== Vorliegender Textauszug
In jüngster Zeit hat sich K. auch stärker anderen Themen zugewendet. So legte er „Studien zu einer Geschichte der Gesellschaftswissenschaften" in 10 Bänden vor. In der Schrift »Vier Revolutionen der Produktivkräfte, Theorie und Vergleiche« (Berlin 1975) suchte K. die Fragen zu beantworten, welches Wachstum der Produktivkräfte für die Entstehung des Kapitalismus und für die des Sozialismus verantwortlich war. Aus fünf Bänden besteht K.s »Geschichte des Alltags des deutschen Volkes« (Berlin 1980ff.). Hier befaßte sich K. sowohl mit der materiellen Lebenslage der Werktätigen als auch mit den sonstigen Lebensbedingungen, ausgehend von der These, daß Geschichte nicht nur aus großen Klassenschlachten besteht, sondern auch aus den nicht so im Blickpunkt des Historikers liegenden alltäglichen Dingen des Lebens, mit denen sich die Werktätigen konfrontiert sehen.

Große Verdienste hat sich K. in seiner langjährigen Lehrtätigkeit und bei der Ausbildung von Nachwuchswissenschaftlern in der DDR erworben.
====
== Auflistung
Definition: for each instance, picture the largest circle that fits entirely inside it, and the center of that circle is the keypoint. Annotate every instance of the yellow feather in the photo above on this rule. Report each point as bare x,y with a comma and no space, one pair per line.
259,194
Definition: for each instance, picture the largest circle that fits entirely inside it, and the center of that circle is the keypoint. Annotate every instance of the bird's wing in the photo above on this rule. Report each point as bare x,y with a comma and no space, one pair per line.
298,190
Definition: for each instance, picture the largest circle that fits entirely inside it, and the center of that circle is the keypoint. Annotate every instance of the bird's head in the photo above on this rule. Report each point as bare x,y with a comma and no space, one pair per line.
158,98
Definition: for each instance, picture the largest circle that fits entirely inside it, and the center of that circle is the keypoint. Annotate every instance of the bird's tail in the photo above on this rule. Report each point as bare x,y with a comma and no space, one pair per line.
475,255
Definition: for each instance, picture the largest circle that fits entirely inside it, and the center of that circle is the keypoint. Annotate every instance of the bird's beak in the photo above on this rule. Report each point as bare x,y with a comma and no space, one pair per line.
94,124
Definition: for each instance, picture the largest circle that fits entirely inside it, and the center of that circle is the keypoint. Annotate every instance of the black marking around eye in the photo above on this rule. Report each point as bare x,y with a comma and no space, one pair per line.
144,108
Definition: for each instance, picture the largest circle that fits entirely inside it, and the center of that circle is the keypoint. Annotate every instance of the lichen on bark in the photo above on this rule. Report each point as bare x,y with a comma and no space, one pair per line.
====
Aufgaben:
1. Aus wie vielen Bänden besteht laut dem Textauszug über K.s Schriften die »Geschichte des Alltags des deutschen Volkes«?
2. Führen Sie den Textauszug über K.s Werk und Lehrtätigkeit im Anschluss an seinen letzten Satz weiter.
Das Material steht in keinem Zusammenhang mit dem Textauszug.

Lösungen:
1. Sie besteht aus fünf Bänden.

2.
Publikationen: Die Zahl der Veröffentlichungen von K. umfaßt gegenwärtig etwa 3000 Titel. Eine zuverlässige Bibliographie der Schriften von K. wurde mehrfach im »Jahrbuch für Wirtschaftsgeschichte« publiziert, so von Elli Mohrmann (1964), von Erika Behm für die Zeit von 1964 bis 1968 (1968), für die Zeit von 1924 bis 1973 (1974, Sonderband), für die Zeit von 1973 bis 1978 (1979) und für die Zeit von 1978 bis 1983 (1984, Sonderband). Über seinen Lebensweg, seine politischen und wissenschaftlichen Auffassungen geben seine beiden autobiographischen Schriften Auskunft: Memoiren. Die Erziehung des Jürgen Kuczynski zum Kommunisten und Wissenschaftler, Berlin, Weimar 1973; Dialog mit meinem Urenkel, Berlin, Weimar 1983. Literatur: Jürgen Kuczynski - ein universeller marxistisch-leninistischer Gesellschaftswissenschaftler. Festschrift aus. Anlaß seines 75. Geburtstages, Berlin 1980; Festsitzung des Akademischen Senats der Martin-Luther-Universität Halle - Wittenberg zur Verleihung des Dr. oec. h. c. an Jürgen Kuczynski am 20.2.1985, Halle 1985.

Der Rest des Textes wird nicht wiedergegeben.